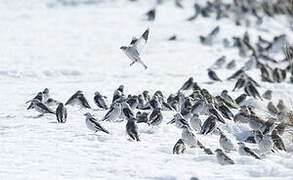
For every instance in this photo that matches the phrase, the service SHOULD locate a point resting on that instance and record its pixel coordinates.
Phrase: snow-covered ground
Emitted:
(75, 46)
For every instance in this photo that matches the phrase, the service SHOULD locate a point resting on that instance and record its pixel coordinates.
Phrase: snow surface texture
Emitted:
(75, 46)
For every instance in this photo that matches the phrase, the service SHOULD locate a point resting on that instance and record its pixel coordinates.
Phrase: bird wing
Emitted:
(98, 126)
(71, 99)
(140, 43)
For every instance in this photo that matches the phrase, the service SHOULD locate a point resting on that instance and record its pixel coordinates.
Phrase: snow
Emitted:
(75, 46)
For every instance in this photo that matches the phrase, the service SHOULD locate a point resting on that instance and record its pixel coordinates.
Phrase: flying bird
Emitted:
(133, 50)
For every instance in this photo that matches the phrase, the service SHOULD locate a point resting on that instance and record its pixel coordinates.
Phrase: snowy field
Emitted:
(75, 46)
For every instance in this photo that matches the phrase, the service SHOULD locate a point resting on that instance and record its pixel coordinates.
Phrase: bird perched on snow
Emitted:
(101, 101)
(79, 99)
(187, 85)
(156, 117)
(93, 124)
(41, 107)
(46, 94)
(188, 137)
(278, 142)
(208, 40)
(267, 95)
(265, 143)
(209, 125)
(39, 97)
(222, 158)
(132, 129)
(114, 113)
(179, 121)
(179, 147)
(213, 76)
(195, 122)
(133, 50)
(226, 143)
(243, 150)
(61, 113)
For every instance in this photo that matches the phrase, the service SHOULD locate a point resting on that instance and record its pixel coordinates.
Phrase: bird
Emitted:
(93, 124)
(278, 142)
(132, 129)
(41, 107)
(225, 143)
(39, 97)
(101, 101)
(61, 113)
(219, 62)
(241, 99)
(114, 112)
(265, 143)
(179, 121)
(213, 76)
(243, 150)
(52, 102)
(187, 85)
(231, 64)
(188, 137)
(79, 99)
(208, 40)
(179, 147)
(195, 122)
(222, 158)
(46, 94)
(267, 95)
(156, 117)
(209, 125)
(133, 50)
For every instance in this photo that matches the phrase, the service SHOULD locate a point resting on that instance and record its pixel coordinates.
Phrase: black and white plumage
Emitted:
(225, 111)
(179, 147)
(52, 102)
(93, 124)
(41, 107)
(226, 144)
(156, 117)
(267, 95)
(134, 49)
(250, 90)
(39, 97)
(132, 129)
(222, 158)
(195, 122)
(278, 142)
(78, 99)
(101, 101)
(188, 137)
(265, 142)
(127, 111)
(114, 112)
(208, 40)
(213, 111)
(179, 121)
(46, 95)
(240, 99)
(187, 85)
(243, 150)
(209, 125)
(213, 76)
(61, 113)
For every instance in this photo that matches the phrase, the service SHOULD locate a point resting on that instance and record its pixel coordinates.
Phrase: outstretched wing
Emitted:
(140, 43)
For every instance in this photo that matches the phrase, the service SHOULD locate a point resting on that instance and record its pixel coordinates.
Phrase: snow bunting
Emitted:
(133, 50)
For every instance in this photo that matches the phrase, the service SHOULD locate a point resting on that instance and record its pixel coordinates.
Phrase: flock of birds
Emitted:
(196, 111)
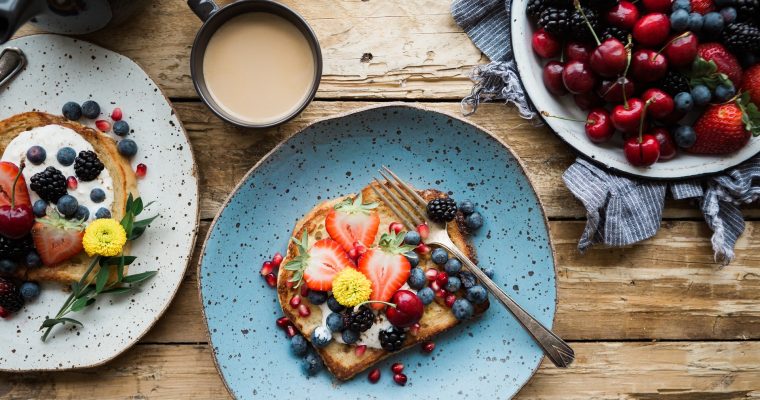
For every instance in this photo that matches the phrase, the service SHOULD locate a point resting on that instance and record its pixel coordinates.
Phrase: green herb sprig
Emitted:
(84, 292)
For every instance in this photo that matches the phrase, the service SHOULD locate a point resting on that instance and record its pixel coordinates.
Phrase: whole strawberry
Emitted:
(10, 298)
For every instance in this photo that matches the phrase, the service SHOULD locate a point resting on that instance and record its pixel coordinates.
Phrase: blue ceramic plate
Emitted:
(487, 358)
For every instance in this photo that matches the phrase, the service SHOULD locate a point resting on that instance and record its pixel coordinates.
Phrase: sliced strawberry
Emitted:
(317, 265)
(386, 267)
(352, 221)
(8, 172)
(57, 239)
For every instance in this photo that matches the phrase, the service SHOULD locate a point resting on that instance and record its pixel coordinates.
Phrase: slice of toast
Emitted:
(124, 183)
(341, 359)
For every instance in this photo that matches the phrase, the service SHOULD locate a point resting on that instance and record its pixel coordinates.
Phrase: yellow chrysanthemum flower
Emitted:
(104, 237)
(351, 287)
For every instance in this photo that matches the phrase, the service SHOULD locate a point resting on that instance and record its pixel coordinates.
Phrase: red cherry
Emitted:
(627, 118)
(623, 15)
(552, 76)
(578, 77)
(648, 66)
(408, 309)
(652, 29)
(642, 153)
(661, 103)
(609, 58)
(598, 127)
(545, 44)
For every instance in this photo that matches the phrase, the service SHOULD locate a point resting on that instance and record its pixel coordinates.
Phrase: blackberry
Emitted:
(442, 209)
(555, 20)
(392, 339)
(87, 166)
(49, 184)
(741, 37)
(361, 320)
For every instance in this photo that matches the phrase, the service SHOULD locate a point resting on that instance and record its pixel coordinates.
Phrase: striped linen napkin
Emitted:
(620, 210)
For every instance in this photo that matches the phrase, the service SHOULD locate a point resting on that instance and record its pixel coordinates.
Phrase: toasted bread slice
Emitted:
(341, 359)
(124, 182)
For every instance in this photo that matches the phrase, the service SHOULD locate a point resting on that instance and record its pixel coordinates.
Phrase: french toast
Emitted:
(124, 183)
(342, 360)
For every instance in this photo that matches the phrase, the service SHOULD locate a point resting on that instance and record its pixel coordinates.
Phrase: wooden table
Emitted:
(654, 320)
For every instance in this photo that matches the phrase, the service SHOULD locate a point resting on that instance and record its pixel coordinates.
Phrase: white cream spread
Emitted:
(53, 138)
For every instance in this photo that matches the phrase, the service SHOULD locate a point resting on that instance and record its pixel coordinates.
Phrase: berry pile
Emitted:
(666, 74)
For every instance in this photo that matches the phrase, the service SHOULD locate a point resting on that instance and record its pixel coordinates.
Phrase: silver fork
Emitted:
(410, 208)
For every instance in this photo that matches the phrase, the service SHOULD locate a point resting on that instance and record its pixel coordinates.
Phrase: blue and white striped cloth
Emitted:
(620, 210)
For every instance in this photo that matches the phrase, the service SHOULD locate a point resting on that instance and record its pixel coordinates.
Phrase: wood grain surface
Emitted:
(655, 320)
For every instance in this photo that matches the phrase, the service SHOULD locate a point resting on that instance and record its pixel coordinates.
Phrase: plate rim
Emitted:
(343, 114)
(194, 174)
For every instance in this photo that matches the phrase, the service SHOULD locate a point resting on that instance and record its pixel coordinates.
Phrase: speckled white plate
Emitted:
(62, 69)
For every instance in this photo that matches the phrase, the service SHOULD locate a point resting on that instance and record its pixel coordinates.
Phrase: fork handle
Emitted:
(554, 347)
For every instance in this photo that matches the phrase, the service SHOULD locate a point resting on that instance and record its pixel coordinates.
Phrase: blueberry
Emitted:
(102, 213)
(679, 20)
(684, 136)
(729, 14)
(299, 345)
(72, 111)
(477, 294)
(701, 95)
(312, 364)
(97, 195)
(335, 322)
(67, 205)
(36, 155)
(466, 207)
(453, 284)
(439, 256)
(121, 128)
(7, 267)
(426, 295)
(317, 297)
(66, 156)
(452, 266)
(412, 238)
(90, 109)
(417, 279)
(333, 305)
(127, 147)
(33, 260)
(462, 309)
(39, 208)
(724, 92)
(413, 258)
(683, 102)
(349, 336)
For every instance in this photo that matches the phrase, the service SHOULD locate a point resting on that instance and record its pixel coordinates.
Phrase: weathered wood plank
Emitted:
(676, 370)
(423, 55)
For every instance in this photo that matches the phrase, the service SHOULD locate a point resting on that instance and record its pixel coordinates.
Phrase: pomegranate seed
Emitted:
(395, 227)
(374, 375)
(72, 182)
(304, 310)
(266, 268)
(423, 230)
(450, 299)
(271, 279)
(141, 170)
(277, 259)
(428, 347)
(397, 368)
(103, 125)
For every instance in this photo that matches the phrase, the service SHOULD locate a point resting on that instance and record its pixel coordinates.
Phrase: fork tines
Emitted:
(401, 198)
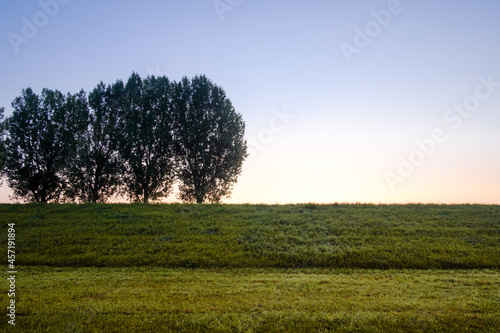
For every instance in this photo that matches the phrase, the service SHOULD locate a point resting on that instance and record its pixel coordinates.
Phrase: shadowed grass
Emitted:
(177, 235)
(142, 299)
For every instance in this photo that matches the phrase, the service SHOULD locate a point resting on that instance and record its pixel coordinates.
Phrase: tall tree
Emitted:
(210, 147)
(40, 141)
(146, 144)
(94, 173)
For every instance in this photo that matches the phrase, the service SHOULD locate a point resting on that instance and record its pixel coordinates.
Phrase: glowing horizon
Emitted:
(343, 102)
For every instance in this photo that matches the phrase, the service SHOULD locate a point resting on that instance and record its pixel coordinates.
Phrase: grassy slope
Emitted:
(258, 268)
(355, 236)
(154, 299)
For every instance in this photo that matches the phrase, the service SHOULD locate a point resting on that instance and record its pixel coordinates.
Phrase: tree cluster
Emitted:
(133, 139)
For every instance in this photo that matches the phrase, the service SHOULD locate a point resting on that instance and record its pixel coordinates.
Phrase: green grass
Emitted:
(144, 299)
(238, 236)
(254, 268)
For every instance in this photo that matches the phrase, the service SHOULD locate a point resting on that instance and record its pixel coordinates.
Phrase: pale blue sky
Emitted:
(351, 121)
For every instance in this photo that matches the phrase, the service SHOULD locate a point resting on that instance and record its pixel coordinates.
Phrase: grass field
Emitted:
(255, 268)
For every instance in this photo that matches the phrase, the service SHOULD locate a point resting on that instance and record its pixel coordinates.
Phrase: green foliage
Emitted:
════════
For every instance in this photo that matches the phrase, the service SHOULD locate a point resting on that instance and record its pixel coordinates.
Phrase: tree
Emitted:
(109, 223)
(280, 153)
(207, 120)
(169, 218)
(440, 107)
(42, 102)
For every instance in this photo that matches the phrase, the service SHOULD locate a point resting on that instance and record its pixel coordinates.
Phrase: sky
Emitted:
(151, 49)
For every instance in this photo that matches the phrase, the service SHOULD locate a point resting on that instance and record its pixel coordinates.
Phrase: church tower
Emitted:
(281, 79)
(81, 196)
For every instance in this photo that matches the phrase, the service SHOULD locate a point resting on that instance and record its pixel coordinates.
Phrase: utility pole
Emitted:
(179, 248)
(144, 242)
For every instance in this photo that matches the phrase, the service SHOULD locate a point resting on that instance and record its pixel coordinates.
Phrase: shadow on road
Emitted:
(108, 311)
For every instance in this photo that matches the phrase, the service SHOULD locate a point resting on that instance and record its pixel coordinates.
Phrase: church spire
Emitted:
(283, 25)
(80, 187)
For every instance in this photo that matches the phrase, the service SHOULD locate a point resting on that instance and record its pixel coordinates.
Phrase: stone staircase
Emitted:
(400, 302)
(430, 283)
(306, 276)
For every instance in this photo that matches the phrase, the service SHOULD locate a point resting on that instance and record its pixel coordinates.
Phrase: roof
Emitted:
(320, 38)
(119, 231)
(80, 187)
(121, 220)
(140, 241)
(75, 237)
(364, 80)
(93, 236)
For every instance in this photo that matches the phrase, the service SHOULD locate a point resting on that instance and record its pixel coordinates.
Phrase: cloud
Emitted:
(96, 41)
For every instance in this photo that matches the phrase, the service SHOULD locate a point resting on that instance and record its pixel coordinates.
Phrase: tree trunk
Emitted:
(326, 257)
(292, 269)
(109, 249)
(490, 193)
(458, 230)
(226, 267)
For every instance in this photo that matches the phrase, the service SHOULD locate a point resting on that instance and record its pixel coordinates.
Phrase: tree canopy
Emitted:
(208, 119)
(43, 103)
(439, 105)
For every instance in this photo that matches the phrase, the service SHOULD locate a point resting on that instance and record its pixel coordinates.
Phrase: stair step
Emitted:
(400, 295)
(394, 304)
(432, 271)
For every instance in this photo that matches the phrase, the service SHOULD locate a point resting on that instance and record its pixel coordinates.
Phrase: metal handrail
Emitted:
════════
• Brief
From both blocks of rows above, return every line that contains the word "white", copying each line in full.

• Final result
Phrase: black and white plumage
Phrase: white cream spread
Phrase: blue and white striped cloth
Phrase: speckled white plate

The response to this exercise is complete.